» SHORT PROBLEM: Print every entry below word for word, with no changes.

» ENTRIES:
——

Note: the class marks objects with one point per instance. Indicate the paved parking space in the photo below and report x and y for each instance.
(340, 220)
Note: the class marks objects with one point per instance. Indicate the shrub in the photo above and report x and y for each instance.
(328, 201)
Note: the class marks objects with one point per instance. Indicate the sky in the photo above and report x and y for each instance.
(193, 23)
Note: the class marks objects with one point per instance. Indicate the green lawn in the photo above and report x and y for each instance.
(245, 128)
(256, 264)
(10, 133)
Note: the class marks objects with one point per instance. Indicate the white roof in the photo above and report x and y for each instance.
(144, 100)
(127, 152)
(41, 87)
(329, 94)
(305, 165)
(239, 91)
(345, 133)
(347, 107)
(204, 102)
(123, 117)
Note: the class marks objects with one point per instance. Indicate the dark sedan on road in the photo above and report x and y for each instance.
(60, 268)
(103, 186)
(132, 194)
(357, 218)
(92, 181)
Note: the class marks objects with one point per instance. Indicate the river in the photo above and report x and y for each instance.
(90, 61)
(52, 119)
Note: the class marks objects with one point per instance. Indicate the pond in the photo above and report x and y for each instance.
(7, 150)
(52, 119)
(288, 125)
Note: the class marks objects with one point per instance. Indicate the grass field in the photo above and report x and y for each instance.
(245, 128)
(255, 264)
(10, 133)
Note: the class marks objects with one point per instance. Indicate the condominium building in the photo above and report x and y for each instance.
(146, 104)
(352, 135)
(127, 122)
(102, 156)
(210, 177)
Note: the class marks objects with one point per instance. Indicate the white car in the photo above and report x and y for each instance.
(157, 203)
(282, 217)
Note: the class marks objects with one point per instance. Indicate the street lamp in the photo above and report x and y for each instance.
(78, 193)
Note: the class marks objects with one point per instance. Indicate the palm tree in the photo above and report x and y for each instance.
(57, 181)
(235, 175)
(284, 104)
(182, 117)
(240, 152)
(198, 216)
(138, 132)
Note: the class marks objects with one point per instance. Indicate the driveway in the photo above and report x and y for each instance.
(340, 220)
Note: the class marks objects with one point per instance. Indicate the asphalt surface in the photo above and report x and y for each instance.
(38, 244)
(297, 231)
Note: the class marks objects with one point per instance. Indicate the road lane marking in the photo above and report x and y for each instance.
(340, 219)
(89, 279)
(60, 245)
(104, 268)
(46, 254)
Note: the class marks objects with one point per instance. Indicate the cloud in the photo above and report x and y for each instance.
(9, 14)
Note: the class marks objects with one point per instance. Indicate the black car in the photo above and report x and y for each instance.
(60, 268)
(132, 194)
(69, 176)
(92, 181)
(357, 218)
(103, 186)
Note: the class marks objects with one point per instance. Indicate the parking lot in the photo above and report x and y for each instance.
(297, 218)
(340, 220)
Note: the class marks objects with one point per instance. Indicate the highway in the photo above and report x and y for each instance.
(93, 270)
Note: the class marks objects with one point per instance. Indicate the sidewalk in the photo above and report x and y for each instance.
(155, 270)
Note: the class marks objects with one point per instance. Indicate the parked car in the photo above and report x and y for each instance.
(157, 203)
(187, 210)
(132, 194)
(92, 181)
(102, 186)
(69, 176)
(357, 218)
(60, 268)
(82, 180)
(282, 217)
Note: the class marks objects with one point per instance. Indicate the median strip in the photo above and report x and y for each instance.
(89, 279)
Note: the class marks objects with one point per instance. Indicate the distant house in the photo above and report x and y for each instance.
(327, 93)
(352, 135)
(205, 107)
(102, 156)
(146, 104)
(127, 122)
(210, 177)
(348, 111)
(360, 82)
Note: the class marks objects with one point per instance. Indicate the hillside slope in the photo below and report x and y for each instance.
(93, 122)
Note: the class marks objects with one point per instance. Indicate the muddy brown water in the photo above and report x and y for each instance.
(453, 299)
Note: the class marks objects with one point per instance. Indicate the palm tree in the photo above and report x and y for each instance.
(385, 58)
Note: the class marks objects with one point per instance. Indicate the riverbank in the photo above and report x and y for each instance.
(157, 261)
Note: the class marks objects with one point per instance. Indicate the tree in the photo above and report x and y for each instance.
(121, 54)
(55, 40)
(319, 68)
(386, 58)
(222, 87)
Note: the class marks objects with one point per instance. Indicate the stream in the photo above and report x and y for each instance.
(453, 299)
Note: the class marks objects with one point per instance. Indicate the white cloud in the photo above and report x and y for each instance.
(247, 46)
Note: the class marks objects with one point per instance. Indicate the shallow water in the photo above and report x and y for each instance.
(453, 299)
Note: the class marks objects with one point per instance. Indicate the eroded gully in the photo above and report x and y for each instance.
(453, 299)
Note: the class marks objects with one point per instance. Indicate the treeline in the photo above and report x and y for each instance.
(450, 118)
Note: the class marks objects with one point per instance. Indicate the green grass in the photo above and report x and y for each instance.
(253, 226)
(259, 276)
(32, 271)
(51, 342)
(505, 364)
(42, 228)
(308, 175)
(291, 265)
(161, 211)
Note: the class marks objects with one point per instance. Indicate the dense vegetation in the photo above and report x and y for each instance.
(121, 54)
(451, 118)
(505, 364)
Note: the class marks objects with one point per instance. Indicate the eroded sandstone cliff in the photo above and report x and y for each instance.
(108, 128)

——

» RESPONSE:
Note: the class marks objects with one point per instance. Indicate the paved parking space in the photo below and report x and y for each instance.
(340, 220)
Note: the class marks objects with one point per instance. Indicate the shrub in the photo above and report x and y for each instance.
(328, 201)
Note: the class marks objects with one point per instance. Indicate the sky in the photo above and report x and y for each instance.
(193, 23)
Note: the class marks objects with one point per instance. Indicate the green lawn in the photo above and report x and y for each instance.
(245, 128)
(256, 264)
(10, 133)
Note: the class marks objects with one point per instance. Indicate the white roof in the photo above and report x and y for each instance.
(144, 100)
(127, 152)
(41, 87)
(329, 94)
(305, 165)
(239, 91)
(345, 133)
(347, 107)
(204, 102)
(123, 117)
Note: the class marks objects with one point per instance. Indicate the dark sedan on road in the photo above and report x and y for each instance.
(60, 268)
(103, 186)
(132, 194)
(357, 218)
(92, 181)
Note: the class marks objects with one point per instance. Indicate the river in the photo above and report x and y for each instance.
(90, 61)
(52, 119)
Note: the class marks objects with one point per instance. Indicate the pond in the photo above and report x and y for each instance.
(7, 150)
(52, 119)
(288, 125)
Note: the class marks objects with one point per instance. Indicate the grass field in the photo above and report x and y for each instance.
(245, 128)
(255, 264)
(10, 133)
Note: the class marks objects with one point per instance. Indicate the condominium building in the photo above and report x and y for each instance.
(146, 104)
(352, 135)
(127, 122)
(102, 156)
(210, 177)
Note: the class marks objects with one point per instance. Indicate the white car in the photo above and report x and y for each instance.
(157, 203)
(282, 217)
Note: the class marks objects with one point per instance. Indicate the street lamp in the photo above and report x and y for each instance.
(78, 193)
Note: the class marks objects with one point per instance. Indicate the palm tree in the photo above and report x and y for each instance.
(57, 181)
(235, 175)
(284, 104)
(182, 117)
(240, 152)
(198, 216)
(138, 132)
Note: the class marks objects with one point per instance. Indicate the driveway in the photo above and report x and y for each instance.
(340, 220)
Note: the class marks objects with one point per instance. Indicate the asphalt surface in the photo above and report x and y for each instance.
(38, 244)
(297, 231)
Note: the class marks objects with one point per instance. Indicate the road lane marking in the photo above and report x and y for each instance.
(340, 219)
(89, 279)
(60, 245)
(104, 268)
(46, 254)
Note: the class marks objects with one point per instance. Indicate the cloud in the photo above and report x and y for each instance.
(9, 14)
Note: the class marks objects with one point per instance. Indicate the black car in the photo above and report x and y for each instance.
(60, 268)
(132, 194)
(69, 176)
(92, 181)
(357, 218)
(103, 186)
Note: the class marks objects with one point per instance. Indicate the parking lot in the photo above and report x and y for each instance.
(297, 218)
(340, 220)
Note: the class marks objects with one point per instance. Indicate the highway in the photo above and report x and y for each instance.
(93, 270)
Note: the class marks objects with one point per instance. Indicate the sidewalk in the photo above and report x and y for each instance.
(155, 270)
Note: the class marks objects with one point per instance. Indicate the parked car in the photo above and report x and y for each instance.
(157, 203)
(187, 210)
(132, 194)
(92, 181)
(102, 186)
(69, 176)
(357, 218)
(60, 268)
(82, 180)
(282, 217)
Note: the class marks objects with one point per instance. Indicate the median strip in the photo above and report x and y for each instance.
(89, 279)
Note: the class marks objects with one point per instance. Indicate the distant house in the photo above and report x and y for each instance.
(327, 93)
(352, 135)
(205, 107)
(102, 156)
(146, 104)
(127, 122)
(210, 177)
(348, 111)
(360, 82)
Note: the class marks objects with one point per instance. Indicate the hillside slope in the photo below and report x and y for each instance.
(93, 122)
Note: the class marks objects with one point per instance. Indicate the muddy brown water in the photo above and report x and y for each instance.
(453, 299)
Note: the class marks objects with one point per instance. Indicate the palm tree in the photo above and report x and y for each instance.
(385, 58)
Note: the class marks objects with one point per instance. Indicate the riverbank in the photo above and report x and y for each instance.
(157, 261)
Note: the class marks objects with one point per instance. Indicate the tree in the photo above and report x and y for each instance.
(121, 54)
(55, 40)
(319, 68)
(386, 58)
(222, 87)
Note: the class marks objects with one point per instance. Indicate the stream in the photo above and report x and y for each instance.
(453, 299)
Note: the class marks objects with one point per instance. Indicate the white cloud in the photo above and report x and y for each instance.
(247, 46)
Note: the class marks objects with one point per instance. Indicate the shallow water in the photo above and report x and y for each instance.
(453, 299)
Note: the class marks objects with one point per instance. Indicate the eroded gully in the photo above and report x and y for each instance.
(453, 299)
Note: the class marks objects with one point per instance. Indicate the treeline in the photo above and report x and y for each instance.
(450, 118)
Note: the class marks objects with one point per instance. Indicate the green grass in the photo above and report x and y for each instance.
(253, 226)
(259, 276)
(32, 271)
(51, 342)
(505, 364)
(42, 228)
(308, 175)
(291, 265)
(161, 211)
Note: the class marks objects with one point per instance. Indicate the dense vegetation in the photo above and report x and y for each instance.
(121, 54)
(451, 118)
(505, 364)
Note: the class marks objects with one point per instance. Indicate the eroded sandstone cliff in the photo above and report x and y for each instance.
(108, 128)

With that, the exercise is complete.